**EXTRACTED TEXT:**
Any simulation in this package requires at minimum 5 input variables:

N: the sample size.
r.x1.y: the Pearson’s correlation (\(r\)) between \(X_1\) and \(Y\)
r.x2.y: the Pearson’s correlation (\(r\)) between \(X_2\) and \(Y\)
r.x1.x2: the Pearson’s correlation (\(r\)) between \(X_1\) and \(X_2\)
r.x1x2.y: the Pearson’s correlation (\(r\)) between \(X_1X_2\) and \(Y\) - this is the interaction effect

It is important to emphasize here that inputs 2-5 are the population-level Pearson’s correlation between each pair of variables. This is true even if any or all of the variables in the simulation are binary. These correlations are used to derive the regression coefficients via path tracing rules. Also note that these effect sizes are the cross-sectional correlation. This is in contrast to how one specifies effects for experimental manipulations, where the effects are the correlation in each of the experimental conditions. The Pearson’s correlation is equivalent to the effect size \(\beta\) (i.e. in the regression \(Y \sim \beta_0 + X\beta + \epsilon\)) when both \(Y\) and \(X\) are normalized (mean = 0, sd = 1). For inputs 2-4, we imagine that it will be relatively straightforward for most users to identify the appropriate values (i.e. by surveying the literature and identifying large independent studies where the effects have been reported). However, in the case of the interaction effect size, r.x1x2.y, users may be less used to thinking about interaction effects as correlations. The interaction effect size is the how much the correlation between one of the two independent variables and the dependent variable changes when conditioned on the other independent variable. It is both how much \(corr(X_1,Y)\) changes when conditioned on \(X_2\), and equivalently how much \(corr(X_2,Y)\) changes when conditioned on \(X_1\).

**RECORDS SUPPLIED:**
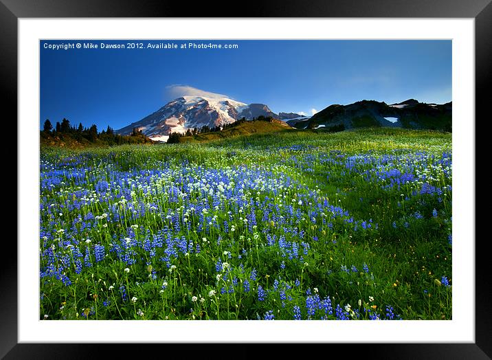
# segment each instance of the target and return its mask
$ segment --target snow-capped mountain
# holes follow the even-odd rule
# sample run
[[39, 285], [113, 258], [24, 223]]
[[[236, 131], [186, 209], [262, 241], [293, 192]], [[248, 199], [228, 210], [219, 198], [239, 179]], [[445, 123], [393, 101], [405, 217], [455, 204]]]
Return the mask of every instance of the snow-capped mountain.
[[166, 141], [171, 133], [184, 133], [205, 126], [223, 126], [242, 117], [251, 120], [260, 115], [280, 117], [264, 104], [248, 105], [228, 98], [185, 95], [116, 133], [130, 135], [135, 128], [153, 140]]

**EXERCISE INSTRUCTIONS:**
A - In the simulation-inputs text, why does it expect most users to find appropriate values for inputs 2–4 without much trouble? Answer in one to three sentences.
B - Carry on the simulation-inputs text, starting right after its final sentence.
The rows above come from a separate source.

**RESULTS OF THE EXERCISE:**
A - Most users can find these values by surveying the literature and identifying large independent studies that report those effects. The interaction effect size, r.x1x2.y, is different because users are less used to thinking of interaction effects as correlations.

B -
A common way of thinking about interaction effect sizes is to plot the data as “simple slopes”. A simple slopes plot shows the correlation between one of the independent variables (e.g. \(X_1\)) and the dependent variable (\(Y\)) in different subsets of the data, where each subset is defined by their value at the second independent variable (e.g. \(X_2\)). For example, we can plot \(Y \sim X_1\) separately in participants with an \(X_2\) value in the lower-half of the distribution and the upper-half of the distribution.

Simulating single data sets

To facilitate user’s understanding of interaction effect sizes, InteractionPoweR includes functions for simulating single data sets and plotting the interaction as a simple slopes plot:

The function generate_interaction() simulates a single data set:

set.seed(2020)
library(InteractionPoweR)
example_data = generate_interaction(N = 350,        # sample size
                                    r.x1.y = .2,    # correlation between x1 and y
                                    r.x2.y =  .1,   # correlation between x2 and y
                                    r.x1.x2 = .2,   # correlation between x1 and x2
                                    r.x1x2.y = .15  # correlation between x1x2 and y
                                      )

The data can then be plotted using the plot_interaction() function:

plot_interaction(data = example_data, # simulated data
                 q = 2                # number of simple slopes
                 )

The function test_interaction() provides easy access to the results of the interaction regression, the adjusted \(R^2\) of the interaction term, the 95% confidence interval of the interaction term, the shape of the interaction (crossover.point = the value of \(X_1\) where the \(X_2\) simple-slopes intersect, shape = the shape of the interaction, >1 = cross-over, 1 = knock-out, <1 = attenuated), the simple slopes of \(X_2\), and the correlation between the variables:

test_interaction(data = example_data, # simulated data
                 q = 2                # number of simple slopes
                 )

## $linear.model
##       Estimate Std. Error  t value     Pr(>|t|)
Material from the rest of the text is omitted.